- **Job**
Rewrite everything from the line containing "the <item>bare shrub</item>?" down to the line containing "M108 71L87 57L73", both included, as a numbered list. Omit any blank lines.

==================================================

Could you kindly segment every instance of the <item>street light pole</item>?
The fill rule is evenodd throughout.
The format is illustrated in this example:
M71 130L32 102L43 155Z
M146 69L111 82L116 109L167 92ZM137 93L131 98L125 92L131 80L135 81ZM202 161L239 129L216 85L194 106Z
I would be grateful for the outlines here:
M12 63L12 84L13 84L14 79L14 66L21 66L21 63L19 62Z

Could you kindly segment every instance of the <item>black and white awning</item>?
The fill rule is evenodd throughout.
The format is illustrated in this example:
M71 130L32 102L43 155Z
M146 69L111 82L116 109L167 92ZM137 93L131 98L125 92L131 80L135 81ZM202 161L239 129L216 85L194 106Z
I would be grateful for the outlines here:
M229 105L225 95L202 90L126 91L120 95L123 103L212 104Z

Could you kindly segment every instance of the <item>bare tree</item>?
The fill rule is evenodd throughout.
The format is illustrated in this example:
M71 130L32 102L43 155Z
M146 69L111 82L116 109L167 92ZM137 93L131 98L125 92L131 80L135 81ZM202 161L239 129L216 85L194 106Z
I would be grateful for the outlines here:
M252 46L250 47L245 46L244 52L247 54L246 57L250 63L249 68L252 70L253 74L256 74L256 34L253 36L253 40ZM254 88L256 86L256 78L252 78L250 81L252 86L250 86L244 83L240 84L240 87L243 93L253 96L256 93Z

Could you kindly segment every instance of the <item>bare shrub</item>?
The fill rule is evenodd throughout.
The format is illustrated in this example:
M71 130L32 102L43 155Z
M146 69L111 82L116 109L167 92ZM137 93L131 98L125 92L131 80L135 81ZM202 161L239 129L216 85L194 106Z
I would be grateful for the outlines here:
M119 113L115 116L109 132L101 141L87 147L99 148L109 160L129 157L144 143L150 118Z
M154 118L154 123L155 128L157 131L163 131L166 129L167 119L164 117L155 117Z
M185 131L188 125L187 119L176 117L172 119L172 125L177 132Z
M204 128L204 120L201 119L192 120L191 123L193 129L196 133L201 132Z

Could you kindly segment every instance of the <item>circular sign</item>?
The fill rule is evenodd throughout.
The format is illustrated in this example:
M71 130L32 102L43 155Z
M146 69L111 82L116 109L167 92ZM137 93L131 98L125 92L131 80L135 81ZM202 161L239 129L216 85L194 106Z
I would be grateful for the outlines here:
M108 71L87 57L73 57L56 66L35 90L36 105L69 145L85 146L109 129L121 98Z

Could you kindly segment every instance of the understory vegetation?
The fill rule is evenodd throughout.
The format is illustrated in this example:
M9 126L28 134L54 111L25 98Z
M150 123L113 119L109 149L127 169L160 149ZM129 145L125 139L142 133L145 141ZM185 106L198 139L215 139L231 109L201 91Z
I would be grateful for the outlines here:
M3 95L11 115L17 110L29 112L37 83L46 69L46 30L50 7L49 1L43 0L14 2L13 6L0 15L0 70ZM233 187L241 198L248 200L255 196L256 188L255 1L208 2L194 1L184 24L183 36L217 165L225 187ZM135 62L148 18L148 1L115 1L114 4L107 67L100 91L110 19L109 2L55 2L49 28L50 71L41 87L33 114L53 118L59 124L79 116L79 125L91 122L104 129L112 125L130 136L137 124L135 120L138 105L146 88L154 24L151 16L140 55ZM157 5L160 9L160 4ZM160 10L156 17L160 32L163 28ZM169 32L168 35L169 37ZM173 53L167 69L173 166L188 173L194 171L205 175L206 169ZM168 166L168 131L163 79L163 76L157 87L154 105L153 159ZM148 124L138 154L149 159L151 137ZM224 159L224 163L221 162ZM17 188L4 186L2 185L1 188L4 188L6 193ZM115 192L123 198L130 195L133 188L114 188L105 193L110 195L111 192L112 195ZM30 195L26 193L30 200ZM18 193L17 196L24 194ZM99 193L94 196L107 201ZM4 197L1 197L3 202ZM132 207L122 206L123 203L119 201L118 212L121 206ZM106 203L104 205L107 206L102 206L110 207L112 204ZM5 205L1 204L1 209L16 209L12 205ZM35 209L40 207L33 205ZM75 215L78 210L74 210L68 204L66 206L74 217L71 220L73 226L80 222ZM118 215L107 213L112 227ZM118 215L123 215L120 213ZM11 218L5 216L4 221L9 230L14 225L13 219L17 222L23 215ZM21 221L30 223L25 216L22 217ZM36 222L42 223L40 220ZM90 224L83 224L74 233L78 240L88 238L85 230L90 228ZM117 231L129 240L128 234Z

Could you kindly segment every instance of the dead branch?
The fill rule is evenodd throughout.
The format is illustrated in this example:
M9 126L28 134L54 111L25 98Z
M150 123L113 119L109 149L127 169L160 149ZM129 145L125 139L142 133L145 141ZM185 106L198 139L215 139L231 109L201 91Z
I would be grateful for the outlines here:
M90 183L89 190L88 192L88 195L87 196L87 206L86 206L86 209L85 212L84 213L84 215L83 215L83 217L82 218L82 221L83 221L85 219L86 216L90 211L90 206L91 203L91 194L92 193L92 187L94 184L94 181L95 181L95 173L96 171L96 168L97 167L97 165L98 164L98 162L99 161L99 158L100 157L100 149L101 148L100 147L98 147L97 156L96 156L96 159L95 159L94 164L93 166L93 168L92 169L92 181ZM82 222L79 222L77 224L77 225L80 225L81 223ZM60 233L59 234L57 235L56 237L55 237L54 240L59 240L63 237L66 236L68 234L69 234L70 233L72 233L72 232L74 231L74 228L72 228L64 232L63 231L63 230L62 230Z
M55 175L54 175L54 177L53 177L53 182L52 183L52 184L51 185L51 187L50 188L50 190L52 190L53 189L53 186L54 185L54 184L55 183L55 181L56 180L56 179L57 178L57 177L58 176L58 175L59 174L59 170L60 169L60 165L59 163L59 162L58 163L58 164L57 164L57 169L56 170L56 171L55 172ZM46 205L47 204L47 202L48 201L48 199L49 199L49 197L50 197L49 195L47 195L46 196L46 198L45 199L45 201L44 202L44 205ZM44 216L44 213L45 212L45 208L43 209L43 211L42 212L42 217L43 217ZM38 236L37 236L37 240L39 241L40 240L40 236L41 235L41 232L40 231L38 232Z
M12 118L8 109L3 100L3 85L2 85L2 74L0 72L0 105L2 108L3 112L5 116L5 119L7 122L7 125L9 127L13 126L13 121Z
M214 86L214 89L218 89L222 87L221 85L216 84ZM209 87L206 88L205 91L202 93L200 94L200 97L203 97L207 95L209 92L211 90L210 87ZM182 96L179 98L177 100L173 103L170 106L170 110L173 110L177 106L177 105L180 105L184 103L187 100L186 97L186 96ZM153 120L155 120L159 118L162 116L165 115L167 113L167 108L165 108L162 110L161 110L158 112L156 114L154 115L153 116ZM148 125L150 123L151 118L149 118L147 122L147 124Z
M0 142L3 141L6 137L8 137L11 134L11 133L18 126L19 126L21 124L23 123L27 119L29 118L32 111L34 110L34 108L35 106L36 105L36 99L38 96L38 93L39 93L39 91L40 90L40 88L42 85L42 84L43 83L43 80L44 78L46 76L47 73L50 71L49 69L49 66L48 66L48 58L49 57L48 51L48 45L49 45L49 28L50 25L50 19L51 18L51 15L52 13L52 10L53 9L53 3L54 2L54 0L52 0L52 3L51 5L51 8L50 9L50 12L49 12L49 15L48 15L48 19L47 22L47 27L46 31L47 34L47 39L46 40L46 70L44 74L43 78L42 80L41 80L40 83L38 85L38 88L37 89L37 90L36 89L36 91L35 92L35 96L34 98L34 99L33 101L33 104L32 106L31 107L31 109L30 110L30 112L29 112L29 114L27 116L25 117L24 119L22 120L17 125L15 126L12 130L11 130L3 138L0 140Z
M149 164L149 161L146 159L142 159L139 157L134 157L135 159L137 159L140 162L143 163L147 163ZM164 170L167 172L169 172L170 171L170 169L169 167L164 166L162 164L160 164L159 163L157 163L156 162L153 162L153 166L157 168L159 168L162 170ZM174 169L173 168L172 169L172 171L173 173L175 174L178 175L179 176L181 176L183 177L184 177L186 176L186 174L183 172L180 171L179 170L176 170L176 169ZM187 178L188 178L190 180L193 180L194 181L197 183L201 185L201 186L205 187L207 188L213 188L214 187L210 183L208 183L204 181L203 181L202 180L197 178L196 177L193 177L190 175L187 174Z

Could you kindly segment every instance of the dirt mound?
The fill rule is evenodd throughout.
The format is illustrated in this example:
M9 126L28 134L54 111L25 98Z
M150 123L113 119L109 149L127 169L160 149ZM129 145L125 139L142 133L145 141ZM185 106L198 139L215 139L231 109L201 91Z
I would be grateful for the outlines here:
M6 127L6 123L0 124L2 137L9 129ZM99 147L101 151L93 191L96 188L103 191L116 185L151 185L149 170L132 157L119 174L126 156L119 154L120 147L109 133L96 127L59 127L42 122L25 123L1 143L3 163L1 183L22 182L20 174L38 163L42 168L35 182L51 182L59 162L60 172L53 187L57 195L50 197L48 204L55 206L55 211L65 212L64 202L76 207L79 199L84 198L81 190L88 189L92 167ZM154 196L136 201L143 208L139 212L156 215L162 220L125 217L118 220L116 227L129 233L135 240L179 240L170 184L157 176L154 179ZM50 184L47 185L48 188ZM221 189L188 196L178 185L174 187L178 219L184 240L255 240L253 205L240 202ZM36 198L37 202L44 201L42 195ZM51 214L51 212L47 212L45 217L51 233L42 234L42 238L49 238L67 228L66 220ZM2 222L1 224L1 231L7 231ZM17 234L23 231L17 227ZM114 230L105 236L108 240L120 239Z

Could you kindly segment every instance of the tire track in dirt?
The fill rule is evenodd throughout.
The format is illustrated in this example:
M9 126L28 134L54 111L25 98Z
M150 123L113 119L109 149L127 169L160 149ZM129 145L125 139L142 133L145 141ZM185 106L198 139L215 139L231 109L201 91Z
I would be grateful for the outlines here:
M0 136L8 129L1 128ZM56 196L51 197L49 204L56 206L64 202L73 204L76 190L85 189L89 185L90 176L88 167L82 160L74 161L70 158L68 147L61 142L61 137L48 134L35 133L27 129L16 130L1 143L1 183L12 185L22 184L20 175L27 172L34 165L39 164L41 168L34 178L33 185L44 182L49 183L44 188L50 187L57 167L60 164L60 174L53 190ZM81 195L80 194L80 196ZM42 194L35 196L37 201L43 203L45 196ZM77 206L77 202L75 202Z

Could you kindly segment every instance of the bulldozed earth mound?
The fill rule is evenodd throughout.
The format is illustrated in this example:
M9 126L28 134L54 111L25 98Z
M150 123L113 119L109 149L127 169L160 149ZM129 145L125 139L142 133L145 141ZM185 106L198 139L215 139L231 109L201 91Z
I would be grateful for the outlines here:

==================================================

- **Response to this exercise**
1. Could you kindly segment every instance of the <item>bare shrub</item>?
2. The fill rule is evenodd throughout.
3. The format is illustrated in this example:
4. M71 130L32 102L43 155Z
5. M146 69L111 82L116 109L167 92ZM137 93L131 98L125 92L131 80L135 81ZM202 161L239 129L216 85L194 106Z
6. I would be grateful for the outlines here:
7. M119 113L115 116L109 132L101 141L87 147L99 148L109 160L129 157L144 143L150 118Z
8. M154 118L154 123L155 128L157 131L163 131L166 129L167 119L164 117L155 117Z
9. M185 131L188 125L187 119L176 117L172 119L172 125L177 132Z
10. M204 128L204 120L201 119L192 120L191 123L193 129L196 133L201 132Z
11. Could you kindly segment every instance of the <item>circular sign</item>?
12. The fill rule is evenodd throughout.
13. The format is illustrated in this example:
14. M71 130L32 102L43 155Z
15. M146 69L111 82L116 109L167 92ZM137 93L131 98L125 92L131 80L135 81ZM202 161L239 129L216 85L194 106Z
16. I would be grateful for the outlines here:
17. M108 71L87 57L73 57L56 66L35 90L36 105L69 145L85 146L109 129L121 98Z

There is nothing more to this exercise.